**RECORDED INFORMATION:**

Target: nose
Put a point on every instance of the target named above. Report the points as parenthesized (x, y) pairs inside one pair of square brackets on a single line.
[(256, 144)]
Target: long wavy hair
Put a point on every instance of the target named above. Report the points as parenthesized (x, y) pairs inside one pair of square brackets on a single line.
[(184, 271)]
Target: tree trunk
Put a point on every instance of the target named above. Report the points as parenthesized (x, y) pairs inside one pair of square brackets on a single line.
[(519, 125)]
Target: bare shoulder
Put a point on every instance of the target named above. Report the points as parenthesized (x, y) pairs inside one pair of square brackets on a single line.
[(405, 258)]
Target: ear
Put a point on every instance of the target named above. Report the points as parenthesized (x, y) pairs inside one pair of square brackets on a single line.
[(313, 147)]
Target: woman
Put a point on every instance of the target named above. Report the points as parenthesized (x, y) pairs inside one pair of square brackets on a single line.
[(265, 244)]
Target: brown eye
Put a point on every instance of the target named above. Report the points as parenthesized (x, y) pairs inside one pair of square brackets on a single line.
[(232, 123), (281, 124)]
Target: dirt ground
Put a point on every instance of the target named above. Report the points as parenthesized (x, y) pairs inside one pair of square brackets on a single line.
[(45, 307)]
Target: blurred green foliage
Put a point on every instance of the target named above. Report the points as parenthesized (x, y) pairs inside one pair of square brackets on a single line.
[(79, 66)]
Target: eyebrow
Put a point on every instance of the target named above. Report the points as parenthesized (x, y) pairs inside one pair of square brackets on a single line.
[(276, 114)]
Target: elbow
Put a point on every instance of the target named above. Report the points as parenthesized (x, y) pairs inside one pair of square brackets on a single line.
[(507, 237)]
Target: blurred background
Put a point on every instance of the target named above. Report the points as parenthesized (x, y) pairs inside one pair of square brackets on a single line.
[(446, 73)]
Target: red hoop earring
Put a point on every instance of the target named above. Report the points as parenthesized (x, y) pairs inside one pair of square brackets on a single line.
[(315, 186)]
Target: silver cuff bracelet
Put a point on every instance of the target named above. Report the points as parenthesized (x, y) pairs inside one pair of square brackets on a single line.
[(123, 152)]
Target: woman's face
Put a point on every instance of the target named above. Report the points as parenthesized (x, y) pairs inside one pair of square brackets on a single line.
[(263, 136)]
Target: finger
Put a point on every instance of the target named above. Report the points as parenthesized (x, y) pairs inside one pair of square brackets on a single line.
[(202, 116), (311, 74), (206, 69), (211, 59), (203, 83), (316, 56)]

**EXERCISE DIRECTIONS:** Wherever the word "blurred" occurs in the data, copy that whole line.

**RESPONSE FOR THIS EXERCISE:**
Target: blurred green foliage
Target: blurred background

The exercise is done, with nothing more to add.